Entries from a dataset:
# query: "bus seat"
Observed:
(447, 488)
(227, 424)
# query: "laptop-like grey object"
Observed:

Direction:
Convert each nonblank line of the entries above into a Markdown table with two columns, "Row" for the line's number and "Line" for its text.

Expected answer:
| Row | Line |
|---|---|
| 1 | # query: "bus seat" |
| 2 | Observed: |
| 3 | (447, 488) |
| 4 | (227, 424) |
| 5 | # query: "laptop-like grey object" |
| 6 | Observed: |